In your copy, leave out the pictures and repeat the entries below exactly.

= = = = = = =

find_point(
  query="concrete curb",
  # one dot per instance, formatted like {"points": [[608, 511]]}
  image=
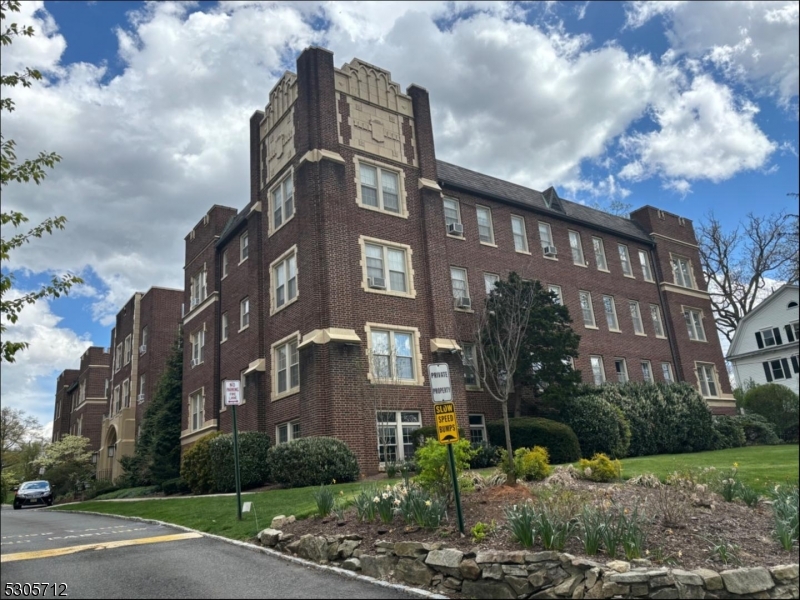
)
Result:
{"points": [[269, 551]]}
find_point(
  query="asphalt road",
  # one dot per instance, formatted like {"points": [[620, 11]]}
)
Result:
{"points": [[126, 559]]}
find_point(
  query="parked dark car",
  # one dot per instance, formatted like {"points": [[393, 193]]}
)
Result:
{"points": [[33, 492]]}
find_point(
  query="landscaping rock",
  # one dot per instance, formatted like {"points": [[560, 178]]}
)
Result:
{"points": [[747, 581]]}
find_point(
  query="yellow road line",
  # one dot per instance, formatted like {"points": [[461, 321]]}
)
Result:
{"points": [[99, 546]]}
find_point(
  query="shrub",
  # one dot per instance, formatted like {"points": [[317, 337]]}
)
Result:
{"points": [[778, 405], [532, 464], [599, 425], [757, 430], [196, 468], [527, 432], [313, 461], [253, 460], [600, 468], [728, 433]]}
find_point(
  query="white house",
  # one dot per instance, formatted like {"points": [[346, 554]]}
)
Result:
{"points": [[765, 345]]}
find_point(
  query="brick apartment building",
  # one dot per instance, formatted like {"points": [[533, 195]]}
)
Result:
{"points": [[360, 257], [146, 328], [81, 397]]}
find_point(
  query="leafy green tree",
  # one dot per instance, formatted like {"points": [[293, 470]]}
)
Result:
{"points": [[11, 170]]}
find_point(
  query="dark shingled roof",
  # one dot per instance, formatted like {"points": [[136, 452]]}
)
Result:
{"points": [[485, 185]]}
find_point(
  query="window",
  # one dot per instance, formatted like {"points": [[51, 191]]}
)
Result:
{"points": [[477, 429], [198, 288], [520, 237], [489, 280], [621, 368], [387, 268], [636, 317], [225, 327], [682, 272], [379, 188], [198, 341], [282, 202], [468, 360], [694, 324], [611, 313], [285, 367], [394, 435], [599, 254], [577, 248], [625, 260], [197, 408], [770, 337], [598, 373], [452, 213], [284, 280], [655, 315], [647, 371], [244, 247], [777, 369], [485, 230], [556, 289], [644, 260], [287, 432], [244, 314], [706, 375], [458, 279], [587, 310]]}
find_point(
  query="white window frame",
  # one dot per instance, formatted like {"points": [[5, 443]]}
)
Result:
{"points": [[694, 324], [285, 344], [416, 356], [588, 296], [625, 261], [408, 253], [576, 248], [479, 208], [647, 267], [599, 254], [598, 370], [380, 169], [521, 236], [612, 314], [636, 317], [284, 263], [280, 187]]}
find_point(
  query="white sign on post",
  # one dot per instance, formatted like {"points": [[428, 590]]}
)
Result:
{"points": [[233, 396], [441, 390]]}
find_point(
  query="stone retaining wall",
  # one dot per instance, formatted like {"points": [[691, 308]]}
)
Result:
{"points": [[523, 574]]}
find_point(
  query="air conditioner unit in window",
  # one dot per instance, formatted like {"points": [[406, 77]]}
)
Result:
{"points": [[455, 229], [376, 283]]}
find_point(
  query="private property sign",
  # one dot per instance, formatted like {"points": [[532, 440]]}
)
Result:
{"points": [[441, 390]]}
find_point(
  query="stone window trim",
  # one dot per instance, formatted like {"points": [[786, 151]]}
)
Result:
{"points": [[401, 175], [273, 280], [290, 391], [283, 178], [409, 253], [419, 377]]}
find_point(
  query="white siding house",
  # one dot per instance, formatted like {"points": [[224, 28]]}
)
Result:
{"points": [[765, 345]]}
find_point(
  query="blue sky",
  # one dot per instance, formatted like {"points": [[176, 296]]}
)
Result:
{"points": [[691, 107]]}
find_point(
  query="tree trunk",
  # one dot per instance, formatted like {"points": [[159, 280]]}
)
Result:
{"points": [[511, 475]]}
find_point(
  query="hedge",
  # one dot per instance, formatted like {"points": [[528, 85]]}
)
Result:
{"points": [[313, 461], [527, 432]]}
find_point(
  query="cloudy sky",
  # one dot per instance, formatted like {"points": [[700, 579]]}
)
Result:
{"points": [[688, 106]]}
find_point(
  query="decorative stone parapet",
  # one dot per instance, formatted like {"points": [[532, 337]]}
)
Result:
{"points": [[523, 574]]}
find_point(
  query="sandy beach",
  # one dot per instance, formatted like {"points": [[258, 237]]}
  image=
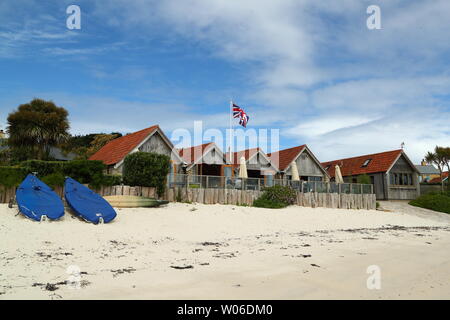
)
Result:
{"points": [[193, 251]]}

= = = = = = =

Task answer:
find_point(
  query="concrete curb",
  # one dot per instance, formatted like {"points": [[608, 511]]}
  image=
)
Result:
{"points": [[269, 551]]}
find_point(
  query="asphalt road",
  # one dot per instance, formatted like {"points": [[620, 11]]}
)
Result:
{"points": [[126, 559]]}
find_point(
  query="parked dark car",
  # one dot per instance, formatted like {"points": [[393, 193]]}
)
Result:
{"points": [[33, 492]]}
find_point(
  query="landscaping rock",
  # one dot per instance, formatted like {"points": [[560, 178]]}
)
Result:
{"points": [[747, 581]]}
find_point(
  query="yellow road line",
  # one dot per instance, formatted like {"points": [[461, 321]]}
)
Result:
{"points": [[99, 546]]}
find_point(
  query="shrub",
  # one dot per instance, formatted like {"points": [[317, 337]]}
)
Result:
{"points": [[778, 405], [532, 464], [599, 425], [757, 430], [196, 468], [527, 432], [313, 461], [253, 460], [600, 468], [728, 433]]}
find_point(
  query="white house",
  # one dot per instance, formatted like {"points": [[346, 554]]}
)
Result:
{"points": [[765, 345]]}
find_point(
  query="brick apartment building",
  # one dot per instance, formatted like {"points": [[533, 195]]}
)
Result:
{"points": [[360, 257], [146, 328], [81, 397]]}
find_point(
  query="leafy green tree",
  # one dot per instance, formatted like {"points": [[293, 470]]}
)
Result:
{"points": [[11, 170]]}
find_point(
  query="dark shingled roof",
  # one dot per instance, formatted like {"points": [[136, 452]]}
)
Result:
{"points": [[485, 185]]}
find_point(
  query="window",
  # one dot per instance, formatted like {"points": [[51, 191]]}
)
Result:
{"points": [[477, 429], [198, 288], [520, 237], [489, 280], [621, 368], [387, 268], [636, 317], [225, 327], [682, 272], [379, 188], [198, 341], [282, 202], [468, 360], [694, 324], [611, 313], [285, 367], [394, 435], [599, 254], [577, 248], [625, 260], [197, 408], [770, 337], [598, 373], [452, 213], [284, 280], [655, 315], [647, 371], [244, 247], [777, 369], [485, 230], [556, 289], [644, 260], [287, 432], [244, 314], [706, 375], [458, 279], [587, 310]]}
find_point(
  query="white window frame",
  # one dot per instance, formatted like {"points": [[5, 443]]}
)
Result:
{"points": [[694, 324], [285, 344], [416, 356], [588, 296], [625, 261], [408, 253], [576, 248], [479, 208], [647, 267], [599, 254], [598, 370], [380, 169], [521, 236], [612, 314], [636, 317], [284, 263], [280, 187]]}
find_point(
  query="white sign on post",
  # one dot per instance, formatted like {"points": [[428, 590]]}
)
Result:
{"points": [[233, 396], [441, 390]]}
find_point(
  query="stone retaining wall",
  # one dot per instance, formatted like {"points": [[691, 308]]}
)
Result:
{"points": [[523, 574]]}
find_point(
  query="air conditioner unit in window",
  # one dot per instance, formatted like {"points": [[406, 77]]}
)
Result:
{"points": [[455, 229], [376, 283]]}
find_point(
  query="private property sign",
  # one dot per instance, formatted like {"points": [[532, 440]]}
)
Result:
{"points": [[441, 390]]}
find_point(
  query="stone window trim",
  # one dot per instance, formatted like {"points": [[786, 151]]}
)
Result:
{"points": [[401, 175], [273, 280], [290, 391], [283, 178], [409, 253], [419, 377]]}
find_point(
  query="white siding house",
  # one dot per instance, formatted like {"points": [[224, 28]]}
)
Result:
{"points": [[765, 345]]}
find_point(
  query="blue sky",
  # one dot per instance, formatted like {"points": [[176, 296]]}
)
Result:
{"points": [[691, 107]]}
find_point(
  query="tree trunk",
  # one dot per instance, formatted like {"points": [[159, 280]]}
)
Result:
{"points": [[511, 475]]}
find_point(
  query="hedge",
  # one dot per instance, formatted like {"points": [[528, 85]]}
)
Result:
{"points": [[313, 461], [527, 432]]}
find_point(
  query="cloudy sky",
  # one dot per instance, formatted like {"points": [[700, 579]]}
)
Result:
{"points": [[688, 106]]}
find_point(
  query="decorative stone parapet",
  # one dot per instance, formatted like {"points": [[532, 337]]}
)
Result:
{"points": [[523, 574]]}
find_point(
  query="sandy beach",
  # one dot per instance, formatted like {"points": [[258, 237]]}
  image=
)
Result:
{"points": [[193, 251]]}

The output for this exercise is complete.